▶ _Extracted information_:
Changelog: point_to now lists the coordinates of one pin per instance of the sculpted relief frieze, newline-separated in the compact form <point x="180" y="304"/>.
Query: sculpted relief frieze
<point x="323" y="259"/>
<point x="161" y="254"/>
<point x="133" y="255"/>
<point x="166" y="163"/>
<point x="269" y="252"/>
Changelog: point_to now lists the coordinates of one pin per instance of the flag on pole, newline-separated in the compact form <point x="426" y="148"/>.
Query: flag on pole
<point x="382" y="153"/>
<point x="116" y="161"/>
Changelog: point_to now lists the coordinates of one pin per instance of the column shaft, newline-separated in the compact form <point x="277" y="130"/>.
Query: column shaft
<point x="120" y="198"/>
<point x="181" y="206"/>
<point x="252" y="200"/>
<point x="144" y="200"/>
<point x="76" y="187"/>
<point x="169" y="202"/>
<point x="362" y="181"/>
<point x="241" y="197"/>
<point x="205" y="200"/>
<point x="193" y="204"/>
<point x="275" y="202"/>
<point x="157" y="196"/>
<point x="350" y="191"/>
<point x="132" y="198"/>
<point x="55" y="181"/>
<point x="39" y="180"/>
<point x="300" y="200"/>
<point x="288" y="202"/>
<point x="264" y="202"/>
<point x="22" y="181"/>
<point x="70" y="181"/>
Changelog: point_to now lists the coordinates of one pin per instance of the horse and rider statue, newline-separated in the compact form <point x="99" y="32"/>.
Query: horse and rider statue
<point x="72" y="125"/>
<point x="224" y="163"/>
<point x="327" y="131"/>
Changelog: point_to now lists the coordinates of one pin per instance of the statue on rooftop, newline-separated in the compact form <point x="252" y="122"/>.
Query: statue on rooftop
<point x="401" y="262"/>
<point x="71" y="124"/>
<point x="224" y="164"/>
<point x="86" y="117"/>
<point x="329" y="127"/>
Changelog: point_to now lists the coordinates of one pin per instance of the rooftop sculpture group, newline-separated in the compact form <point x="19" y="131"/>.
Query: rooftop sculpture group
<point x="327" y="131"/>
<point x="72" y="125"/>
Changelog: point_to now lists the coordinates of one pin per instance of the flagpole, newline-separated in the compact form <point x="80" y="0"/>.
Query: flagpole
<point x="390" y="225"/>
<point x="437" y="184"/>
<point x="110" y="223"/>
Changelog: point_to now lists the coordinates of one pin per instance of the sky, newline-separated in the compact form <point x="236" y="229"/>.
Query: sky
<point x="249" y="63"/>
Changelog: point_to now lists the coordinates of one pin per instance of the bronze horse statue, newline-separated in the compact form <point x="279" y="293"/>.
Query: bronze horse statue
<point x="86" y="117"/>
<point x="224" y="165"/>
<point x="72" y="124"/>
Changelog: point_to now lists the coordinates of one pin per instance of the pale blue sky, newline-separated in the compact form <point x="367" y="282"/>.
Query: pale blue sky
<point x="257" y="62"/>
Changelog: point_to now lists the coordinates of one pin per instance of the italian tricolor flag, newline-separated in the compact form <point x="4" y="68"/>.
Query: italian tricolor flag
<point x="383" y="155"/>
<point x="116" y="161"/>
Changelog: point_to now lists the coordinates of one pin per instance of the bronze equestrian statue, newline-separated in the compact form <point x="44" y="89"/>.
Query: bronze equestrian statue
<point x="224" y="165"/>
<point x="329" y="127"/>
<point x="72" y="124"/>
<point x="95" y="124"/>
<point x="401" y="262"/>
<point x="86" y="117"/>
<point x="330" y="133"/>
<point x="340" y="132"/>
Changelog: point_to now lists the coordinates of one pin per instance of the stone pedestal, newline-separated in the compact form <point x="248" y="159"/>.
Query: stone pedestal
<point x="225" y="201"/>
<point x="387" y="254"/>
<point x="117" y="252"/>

▶ _What is needed_:
Output each line of the material above. Nothing should differ from the original.

▶ _Solution to this problem_:
Changelog: point_to now lists the coordinates of one pin per instance of the sculpted relief frieze, newline-separated in the compact form <point x="180" y="304"/>.
Query: sculpted relief frieze
<point x="323" y="259"/>
<point x="161" y="254"/>
<point x="133" y="255"/>
<point x="166" y="163"/>
<point x="269" y="252"/>
Changelog: point_to now lists the coordinates of one pin per instance of the flag on pole, newline-separated in the compact form <point x="426" y="148"/>.
Query: flag on pole
<point x="382" y="153"/>
<point x="116" y="161"/>
Changelog: point_to now lists the coordinates of one pin per instance of the column shaft, newline-separated in the compact form <point x="277" y="130"/>.
Query: column shaft
<point x="120" y="198"/>
<point x="181" y="206"/>
<point x="252" y="200"/>
<point x="144" y="200"/>
<point x="76" y="187"/>
<point x="169" y="202"/>
<point x="362" y="181"/>
<point x="241" y="197"/>
<point x="205" y="200"/>
<point x="193" y="204"/>
<point x="275" y="202"/>
<point x="157" y="196"/>
<point x="350" y="191"/>
<point x="132" y="198"/>
<point x="55" y="181"/>
<point x="39" y="180"/>
<point x="300" y="200"/>
<point x="288" y="202"/>
<point x="264" y="202"/>
<point x="22" y="181"/>
<point x="70" y="181"/>
Changelog: point_to now lists the coordinates of one pin per instance of the horse and rider statue, newline-separated in the compact form <point x="99" y="32"/>.
Query: horse and rider statue
<point x="72" y="125"/>
<point x="224" y="163"/>
<point x="327" y="131"/>
Changelog: point_to now lists the coordinates of one pin per instance of the statue on rooftop, newline-separated in the compact form <point x="252" y="122"/>.
Query: statue on rooftop
<point x="401" y="262"/>
<point x="71" y="124"/>
<point x="224" y="164"/>
<point x="86" y="117"/>
<point x="329" y="127"/>
Changelog: point_to now lists the coordinates of one pin per instance of the rooftop sculpture group, newline-separated in the compact form <point x="19" y="131"/>.
Query: rooftop sculpture group
<point x="327" y="131"/>
<point x="72" y="125"/>
Changelog: point_to now lists the coordinates of one pin per instance of the flagpole, newline-separated in the compact form <point x="80" y="0"/>.
Query: flagpole
<point x="390" y="225"/>
<point x="437" y="184"/>
<point x="110" y="223"/>
Changelog: point_to now lists the coordinates of one pin per instance of the sky, newline-separated in the compact form <point x="236" y="229"/>.
Query: sky
<point x="249" y="63"/>
Changelog: point_to now lists the coordinates of one pin per instance of the bronze horse statue, newline-separated in the compact form <point x="279" y="293"/>.
Query: bronze horse statue
<point x="86" y="117"/>
<point x="224" y="165"/>
<point x="72" y="124"/>
Changelog: point_to now lists the coordinates of one pin per instance of the pale blue sky, newline-separated in the compact form <point x="367" y="282"/>.
Query: pale blue sky
<point x="257" y="62"/>
Changelog: point_to now lists the coordinates of one pin per instance of the italian tricolor flag, newline-separated in the compact form <point x="4" y="68"/>.
Query: italian tricolor flag
<point x="383" y="155"/>
<point x="116" y="161"/>
Changelog: point_to now lists the coordinates of one pin per instance of the bronze equestrian statue, newline-separated in the compact form <point x="44" y="89"/>.
Query: bronze equestrian statue
<point x="224" y="165"/>
<point x="329" y="127"/>
<point x="72" y="124"/>
<point x="95" y="124"/>
<point x="401" y="262"/>
<point x="86" y="117"/>
<point x="330" y="133"/>
<point x="340" y="132"/>
Changelog: point_to now lists the coordinates of one pin per instance of the stone pedestal, newline-separated in the compact form <point x="248" y="159"/>.
Query: stone pedestal
<point x="225" y="201"/>
<point x="387" y="254"/>
<point x="117" y="252"/>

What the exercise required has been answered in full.